[Saved entries]
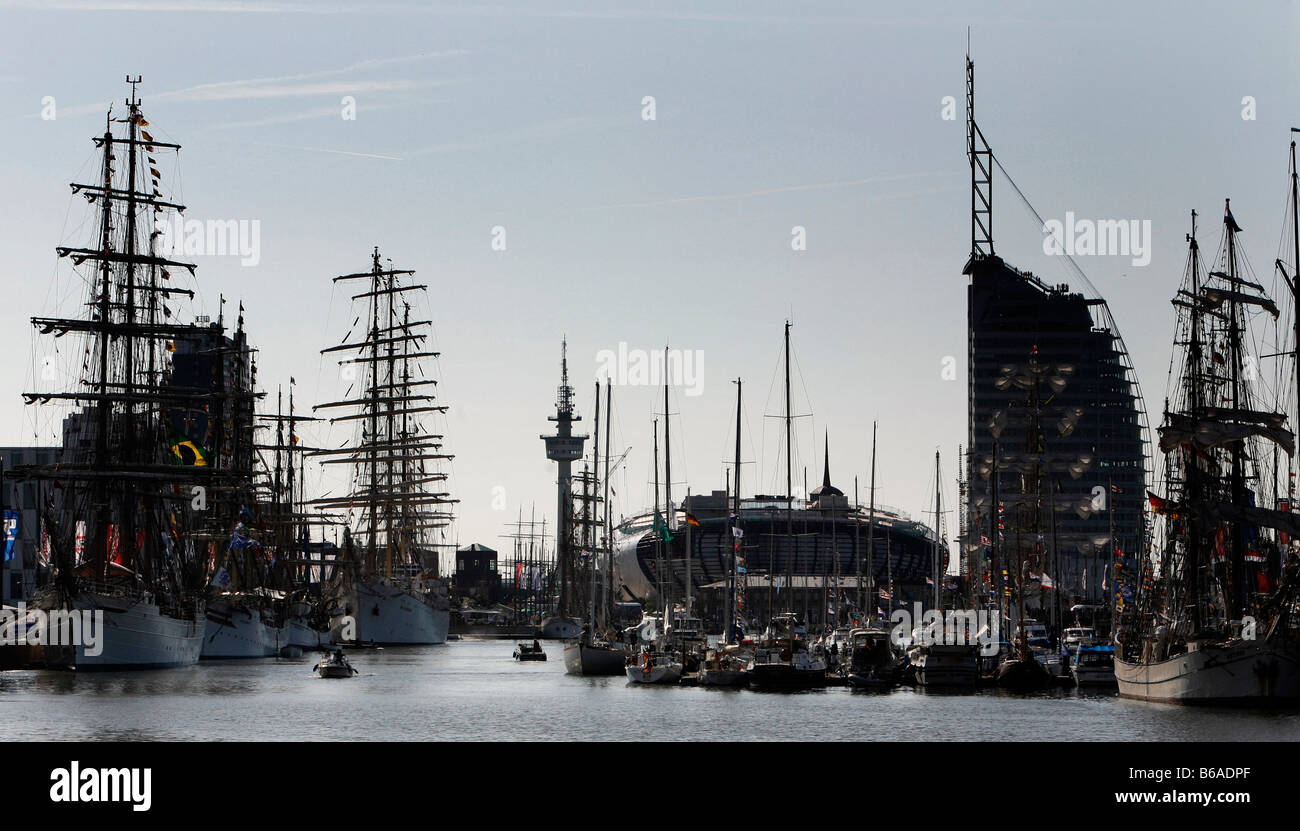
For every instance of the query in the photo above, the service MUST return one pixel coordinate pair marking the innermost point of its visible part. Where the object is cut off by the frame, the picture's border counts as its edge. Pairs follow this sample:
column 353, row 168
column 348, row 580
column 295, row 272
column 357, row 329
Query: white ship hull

==

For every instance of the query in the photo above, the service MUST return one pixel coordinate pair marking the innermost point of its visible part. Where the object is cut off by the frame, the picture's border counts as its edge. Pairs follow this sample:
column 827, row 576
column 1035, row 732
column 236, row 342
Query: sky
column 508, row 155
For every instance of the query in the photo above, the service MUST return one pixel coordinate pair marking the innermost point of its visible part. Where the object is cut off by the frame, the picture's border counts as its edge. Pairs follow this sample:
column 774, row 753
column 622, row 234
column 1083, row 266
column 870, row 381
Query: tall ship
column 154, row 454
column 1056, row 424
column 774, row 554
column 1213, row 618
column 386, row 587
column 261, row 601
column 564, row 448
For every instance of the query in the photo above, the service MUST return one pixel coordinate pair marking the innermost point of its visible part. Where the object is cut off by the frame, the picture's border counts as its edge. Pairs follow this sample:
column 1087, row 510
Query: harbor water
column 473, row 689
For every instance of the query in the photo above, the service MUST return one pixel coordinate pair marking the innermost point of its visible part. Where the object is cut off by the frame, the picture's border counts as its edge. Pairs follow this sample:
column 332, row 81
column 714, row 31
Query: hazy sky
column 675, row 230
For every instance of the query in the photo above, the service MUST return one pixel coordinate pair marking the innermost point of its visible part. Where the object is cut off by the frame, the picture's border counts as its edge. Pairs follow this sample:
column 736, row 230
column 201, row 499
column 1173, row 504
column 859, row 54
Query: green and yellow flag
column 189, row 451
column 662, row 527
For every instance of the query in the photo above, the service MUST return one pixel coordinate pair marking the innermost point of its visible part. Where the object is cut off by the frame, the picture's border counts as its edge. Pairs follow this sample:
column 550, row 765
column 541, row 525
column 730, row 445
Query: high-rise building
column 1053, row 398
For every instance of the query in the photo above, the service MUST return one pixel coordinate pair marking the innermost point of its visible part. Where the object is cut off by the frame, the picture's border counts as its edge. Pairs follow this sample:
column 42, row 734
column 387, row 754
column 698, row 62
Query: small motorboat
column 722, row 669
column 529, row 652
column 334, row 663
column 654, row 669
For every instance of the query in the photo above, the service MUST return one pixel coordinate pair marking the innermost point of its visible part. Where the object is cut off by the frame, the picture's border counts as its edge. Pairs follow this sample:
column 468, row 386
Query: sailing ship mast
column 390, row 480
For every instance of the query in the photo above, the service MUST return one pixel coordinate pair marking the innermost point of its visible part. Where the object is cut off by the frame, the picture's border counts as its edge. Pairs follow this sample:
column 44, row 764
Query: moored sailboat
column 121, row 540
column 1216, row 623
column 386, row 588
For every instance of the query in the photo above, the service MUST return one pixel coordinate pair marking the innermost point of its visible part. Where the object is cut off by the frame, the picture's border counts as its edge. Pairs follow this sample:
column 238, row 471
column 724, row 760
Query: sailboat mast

## Task goal
Copy out, word for word, the part of the entries above that begins at the line with "column 332, row 81" and ends at the line with "column 42, row 734", including both.

## Solution below
column 332, row 81
column 714, row 31
Query: hazy sky
column 675, row 230
For every instance of the query in the photo above, the service MUST return one pixel coordinate pair marking the innermost point of its visible part. Where the object is cut off by the frame, the picture's border counts as its edge. Pairs follow this sample:
column 736, row 230
column 201, row 499
column 1173, row 504
column 859, row 54
Query: green and yellow flag
column 189, row 451
column 662, row 527
For every instance of the query in the photo above, the service MUST return one pixel coordinate pair marking the innermost point of its visible part. Where the object is cut off by the frame, the picture's border counts as its edge. Pairs follow this sample:
column 550, row 765
column 541, row 525
column 730, row 445
Query: high-rise building
column 1053, row 398
For every instance of the query in the photo above, the service MUST return one pixel coordinate pair marking the innermost point of its visible part. Where the object is cut off by the frame, the picture's border counts as its edge. Pairs follow this sample:
column 42, row 734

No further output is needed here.